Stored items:
※ ※ ※

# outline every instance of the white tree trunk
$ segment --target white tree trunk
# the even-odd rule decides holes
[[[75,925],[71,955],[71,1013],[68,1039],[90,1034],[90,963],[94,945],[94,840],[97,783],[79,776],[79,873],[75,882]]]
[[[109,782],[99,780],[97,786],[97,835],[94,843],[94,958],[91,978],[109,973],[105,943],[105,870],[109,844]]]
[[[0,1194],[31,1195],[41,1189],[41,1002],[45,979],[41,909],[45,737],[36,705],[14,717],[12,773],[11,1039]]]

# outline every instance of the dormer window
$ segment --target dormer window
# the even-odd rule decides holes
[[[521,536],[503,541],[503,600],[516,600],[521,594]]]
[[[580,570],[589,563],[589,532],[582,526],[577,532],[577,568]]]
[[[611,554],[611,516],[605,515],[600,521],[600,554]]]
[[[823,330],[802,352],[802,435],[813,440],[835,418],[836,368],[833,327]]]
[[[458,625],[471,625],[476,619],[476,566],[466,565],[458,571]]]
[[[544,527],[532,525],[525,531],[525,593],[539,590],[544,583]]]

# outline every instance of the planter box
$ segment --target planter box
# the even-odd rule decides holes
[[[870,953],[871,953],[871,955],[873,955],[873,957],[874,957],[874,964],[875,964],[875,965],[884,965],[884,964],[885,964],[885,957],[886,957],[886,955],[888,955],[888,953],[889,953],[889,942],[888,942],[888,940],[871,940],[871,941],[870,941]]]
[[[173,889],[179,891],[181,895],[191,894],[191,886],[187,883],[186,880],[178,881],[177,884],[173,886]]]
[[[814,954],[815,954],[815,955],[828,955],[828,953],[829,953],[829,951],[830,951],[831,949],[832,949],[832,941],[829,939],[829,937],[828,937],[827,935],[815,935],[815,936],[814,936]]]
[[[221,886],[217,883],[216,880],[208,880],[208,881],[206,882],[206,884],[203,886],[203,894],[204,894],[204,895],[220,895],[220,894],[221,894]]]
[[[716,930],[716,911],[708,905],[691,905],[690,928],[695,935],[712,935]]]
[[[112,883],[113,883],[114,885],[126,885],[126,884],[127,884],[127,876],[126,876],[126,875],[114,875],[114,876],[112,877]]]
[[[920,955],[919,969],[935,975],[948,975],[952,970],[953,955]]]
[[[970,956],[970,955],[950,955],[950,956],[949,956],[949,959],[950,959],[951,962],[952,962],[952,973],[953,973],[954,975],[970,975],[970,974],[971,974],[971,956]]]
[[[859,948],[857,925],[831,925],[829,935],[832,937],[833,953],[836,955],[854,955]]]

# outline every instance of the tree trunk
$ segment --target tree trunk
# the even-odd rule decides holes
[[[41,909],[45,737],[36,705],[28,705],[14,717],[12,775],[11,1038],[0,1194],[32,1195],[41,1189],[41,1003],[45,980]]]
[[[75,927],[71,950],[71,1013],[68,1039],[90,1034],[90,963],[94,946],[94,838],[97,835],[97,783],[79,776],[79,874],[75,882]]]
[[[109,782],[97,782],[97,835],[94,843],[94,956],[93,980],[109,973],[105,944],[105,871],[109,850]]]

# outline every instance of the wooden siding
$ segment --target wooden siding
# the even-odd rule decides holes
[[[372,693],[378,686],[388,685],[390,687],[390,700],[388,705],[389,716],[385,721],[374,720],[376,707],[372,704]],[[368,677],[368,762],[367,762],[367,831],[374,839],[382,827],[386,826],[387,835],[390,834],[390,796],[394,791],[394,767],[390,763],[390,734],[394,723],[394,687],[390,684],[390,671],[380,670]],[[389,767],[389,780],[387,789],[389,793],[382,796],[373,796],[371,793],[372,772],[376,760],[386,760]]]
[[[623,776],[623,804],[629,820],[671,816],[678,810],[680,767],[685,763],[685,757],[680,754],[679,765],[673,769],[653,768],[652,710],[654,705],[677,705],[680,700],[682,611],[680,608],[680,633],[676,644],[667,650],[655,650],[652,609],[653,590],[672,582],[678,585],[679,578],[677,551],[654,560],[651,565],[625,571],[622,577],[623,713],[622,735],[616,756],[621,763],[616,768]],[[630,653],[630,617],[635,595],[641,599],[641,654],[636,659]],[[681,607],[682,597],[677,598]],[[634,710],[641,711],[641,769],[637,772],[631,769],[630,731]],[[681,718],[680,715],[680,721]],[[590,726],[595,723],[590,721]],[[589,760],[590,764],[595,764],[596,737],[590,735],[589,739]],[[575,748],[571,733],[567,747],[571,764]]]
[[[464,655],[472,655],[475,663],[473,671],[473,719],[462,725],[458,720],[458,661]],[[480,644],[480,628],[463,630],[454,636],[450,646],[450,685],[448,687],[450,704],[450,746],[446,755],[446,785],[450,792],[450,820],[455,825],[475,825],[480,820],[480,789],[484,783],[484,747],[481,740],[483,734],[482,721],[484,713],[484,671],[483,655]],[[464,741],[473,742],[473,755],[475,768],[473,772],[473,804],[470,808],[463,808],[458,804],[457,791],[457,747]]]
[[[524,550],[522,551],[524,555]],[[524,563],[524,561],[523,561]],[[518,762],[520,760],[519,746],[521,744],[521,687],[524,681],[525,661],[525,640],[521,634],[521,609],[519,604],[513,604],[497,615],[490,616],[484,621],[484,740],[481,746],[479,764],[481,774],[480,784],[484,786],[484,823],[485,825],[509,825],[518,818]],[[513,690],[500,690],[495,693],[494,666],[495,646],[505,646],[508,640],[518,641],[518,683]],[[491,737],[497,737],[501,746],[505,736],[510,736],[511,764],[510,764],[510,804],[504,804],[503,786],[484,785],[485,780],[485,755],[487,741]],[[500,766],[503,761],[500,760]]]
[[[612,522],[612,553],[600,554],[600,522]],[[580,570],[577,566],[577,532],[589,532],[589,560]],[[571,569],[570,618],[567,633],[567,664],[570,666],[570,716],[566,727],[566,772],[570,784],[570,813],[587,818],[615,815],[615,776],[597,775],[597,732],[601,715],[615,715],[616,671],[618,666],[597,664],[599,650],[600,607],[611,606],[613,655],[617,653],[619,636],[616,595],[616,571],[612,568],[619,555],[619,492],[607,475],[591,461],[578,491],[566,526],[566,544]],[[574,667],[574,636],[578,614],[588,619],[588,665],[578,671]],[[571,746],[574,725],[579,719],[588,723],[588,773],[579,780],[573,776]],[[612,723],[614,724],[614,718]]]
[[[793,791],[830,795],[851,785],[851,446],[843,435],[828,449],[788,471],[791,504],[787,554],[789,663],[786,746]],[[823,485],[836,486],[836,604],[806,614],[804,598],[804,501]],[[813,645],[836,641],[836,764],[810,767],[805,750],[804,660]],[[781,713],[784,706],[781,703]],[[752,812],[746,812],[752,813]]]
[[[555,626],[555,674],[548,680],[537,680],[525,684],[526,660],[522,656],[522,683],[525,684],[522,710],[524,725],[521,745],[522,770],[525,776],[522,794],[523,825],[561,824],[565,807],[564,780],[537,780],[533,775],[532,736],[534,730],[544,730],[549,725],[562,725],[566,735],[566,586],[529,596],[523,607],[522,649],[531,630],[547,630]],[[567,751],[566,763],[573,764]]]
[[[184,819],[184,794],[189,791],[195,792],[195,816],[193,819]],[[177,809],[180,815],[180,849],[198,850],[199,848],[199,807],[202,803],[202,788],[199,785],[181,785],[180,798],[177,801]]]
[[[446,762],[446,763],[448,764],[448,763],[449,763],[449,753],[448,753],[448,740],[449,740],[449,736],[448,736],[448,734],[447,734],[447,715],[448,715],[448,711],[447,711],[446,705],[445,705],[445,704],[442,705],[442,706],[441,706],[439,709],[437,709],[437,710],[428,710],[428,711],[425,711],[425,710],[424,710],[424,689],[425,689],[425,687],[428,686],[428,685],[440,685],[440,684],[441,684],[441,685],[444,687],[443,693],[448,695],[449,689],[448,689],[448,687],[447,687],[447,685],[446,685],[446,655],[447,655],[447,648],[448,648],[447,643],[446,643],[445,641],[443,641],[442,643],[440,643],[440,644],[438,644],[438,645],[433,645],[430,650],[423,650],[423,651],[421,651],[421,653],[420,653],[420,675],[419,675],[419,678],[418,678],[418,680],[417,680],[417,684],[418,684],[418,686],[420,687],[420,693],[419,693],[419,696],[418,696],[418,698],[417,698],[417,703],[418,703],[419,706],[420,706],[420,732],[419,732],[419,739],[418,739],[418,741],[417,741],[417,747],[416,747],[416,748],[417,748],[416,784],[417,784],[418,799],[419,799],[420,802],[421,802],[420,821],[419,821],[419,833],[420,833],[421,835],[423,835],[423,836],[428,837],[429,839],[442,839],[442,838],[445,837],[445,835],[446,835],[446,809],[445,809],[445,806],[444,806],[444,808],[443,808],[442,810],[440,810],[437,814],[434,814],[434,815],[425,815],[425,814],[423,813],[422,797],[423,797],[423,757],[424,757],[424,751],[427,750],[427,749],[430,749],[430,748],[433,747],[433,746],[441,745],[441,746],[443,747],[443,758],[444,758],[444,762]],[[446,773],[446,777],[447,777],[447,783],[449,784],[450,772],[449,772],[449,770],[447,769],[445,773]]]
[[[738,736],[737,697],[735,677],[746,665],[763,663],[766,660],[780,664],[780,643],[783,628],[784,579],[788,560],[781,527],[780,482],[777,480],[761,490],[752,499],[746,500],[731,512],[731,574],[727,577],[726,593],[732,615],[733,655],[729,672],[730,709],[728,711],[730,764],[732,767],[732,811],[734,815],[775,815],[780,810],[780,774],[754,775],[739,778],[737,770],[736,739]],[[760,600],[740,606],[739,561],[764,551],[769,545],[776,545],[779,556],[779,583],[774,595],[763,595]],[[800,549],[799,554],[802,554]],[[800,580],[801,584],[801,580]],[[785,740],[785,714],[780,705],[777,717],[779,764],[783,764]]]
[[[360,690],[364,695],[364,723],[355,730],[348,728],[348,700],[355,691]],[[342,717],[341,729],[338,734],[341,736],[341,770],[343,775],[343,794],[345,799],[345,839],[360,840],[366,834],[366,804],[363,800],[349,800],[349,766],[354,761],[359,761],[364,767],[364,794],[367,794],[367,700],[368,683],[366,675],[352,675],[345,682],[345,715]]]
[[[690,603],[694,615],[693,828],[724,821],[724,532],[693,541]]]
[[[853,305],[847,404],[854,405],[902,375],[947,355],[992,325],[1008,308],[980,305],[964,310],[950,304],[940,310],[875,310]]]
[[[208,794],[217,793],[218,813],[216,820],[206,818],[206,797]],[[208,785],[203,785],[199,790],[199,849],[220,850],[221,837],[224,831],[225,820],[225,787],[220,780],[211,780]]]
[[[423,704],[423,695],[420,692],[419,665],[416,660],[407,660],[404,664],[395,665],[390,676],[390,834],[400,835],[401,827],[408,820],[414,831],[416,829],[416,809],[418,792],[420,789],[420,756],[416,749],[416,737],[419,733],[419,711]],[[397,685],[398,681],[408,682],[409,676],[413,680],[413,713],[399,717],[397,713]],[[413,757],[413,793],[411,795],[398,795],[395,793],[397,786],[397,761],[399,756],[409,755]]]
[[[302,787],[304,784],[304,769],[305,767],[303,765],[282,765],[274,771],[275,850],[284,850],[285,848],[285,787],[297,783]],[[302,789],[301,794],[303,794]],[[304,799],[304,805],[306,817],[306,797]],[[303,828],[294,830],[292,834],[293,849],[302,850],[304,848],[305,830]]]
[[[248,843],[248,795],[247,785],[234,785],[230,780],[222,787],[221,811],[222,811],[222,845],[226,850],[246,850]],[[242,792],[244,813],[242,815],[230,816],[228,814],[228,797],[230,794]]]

※ ※ ※

- Task to complete -
Could you please retype the lines from the start of the data through the line with "--target dormer window", both included, and nothing else?

- Output below -
# outline every instance of the white tree trunk
$ segment --target white tree trunk
# the even-odd rule decides holes
[[[75,925],[71,955],[71,1013],[68,1039],[90,1034],[90,963],[94,945],[94,840],[97,783],[79,776],[79,873],[75,882]]]
[[[109,782],[99,780],[97,786],[97,835],[94,843],[94,958],[91,978],[109,973],[105,943],[105,870],[109,844]]]
[[[0,1194],[31,1195],[41,1189],[41,1002],[45,979],[41,909],[45,737],[36,705],[14,717],[12,773],[11,1039]]]

# outline every instance of the dormer window
$ segment --target dormer window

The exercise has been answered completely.